-- REQUIREMENT A --
Return the part of the court excerpt that starts at "9. Insofar as" and ends at "does not arise.", copied word for word.
-- REQUIREMENT B --
Name every public authority or official mentioned in the court excerpt, listing each one once.

EXCERPT TO READ below:

Deponent prays that the Hon'ble Court may pass such orders in the interest of the shareholders.
9. Insofar as the observation made in paragraph 6 (i) of
the Affidavit of the Regional Director is concerned, the Petitioner Companies clarifies that the approval of the Scheme by this Court will not deter the Income-tax
Authority to scrutinise the tax returns filed by the Petitioner Companies after giving effect to the Scheme and all issues arising out of the Scheme will be met
and answered in accordance with the applicable law.
10. Insofar as the observation made in paragraph 6 (ii) of the Affidavit of the Regional Director is concerned, the Petitioner Companies through their Counsel submit that the Transferor Companies have no employees.
Each of the Transferor Companies has Directors who look after the management and affairs of the Transferor Companies. Therefore the question of
mentioning about the state of employees of Transferor
Companies in the scheme does not arise.

End of EXCERPT TO READ.
DATA SEGMENT below:

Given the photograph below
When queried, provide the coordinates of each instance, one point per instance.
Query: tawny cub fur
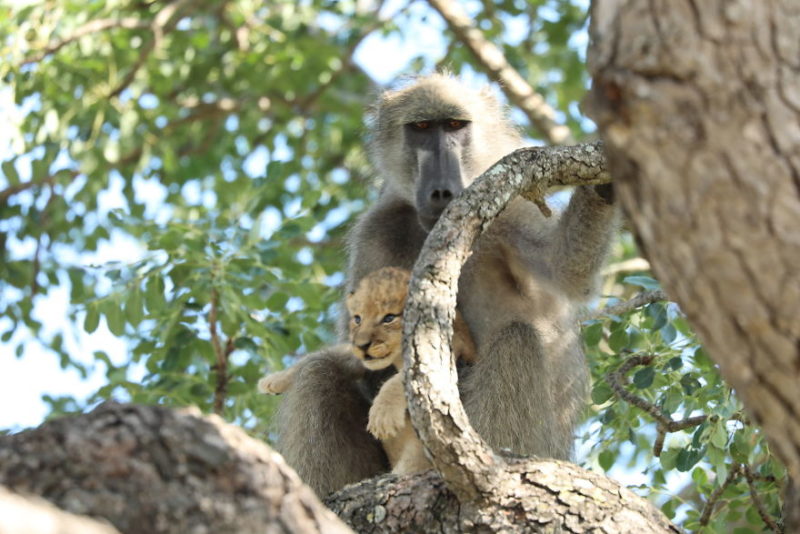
(376, 332)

End of DATA SEGMENT.

-- TASK RESPONSE A --
9. Insofar as the observation made in paragraph 6 (i) of
the Affidavit of the Regional Director is concerned, the Petitioner Companies clarifies that the approval of the Scheme by this Court will not deter the Income-tax
Authority to scrutinise the tax returns filed by the Petitioner Companies after giving effect to the Scheme and all issues arising out of the Scheme will be met
and answered in accordance with the applicable law.
10. Insofar as the observation made in paragraph 6 (ii) of the Affidavit of the Regional Director is concerned, the Petitioner Companies through their Counsel submit that the Transferor Companies have no employees.
Each of the Transferor Companies has Directors who look after the management and affairs of the Transferor Companies. Therefore the question of
mentioning about the state of employees of Transferor
Companies in the scheme does not arise.

-- TASK RESPONSE B --
Hon'ble Court
Regional Director
Income-tax Authority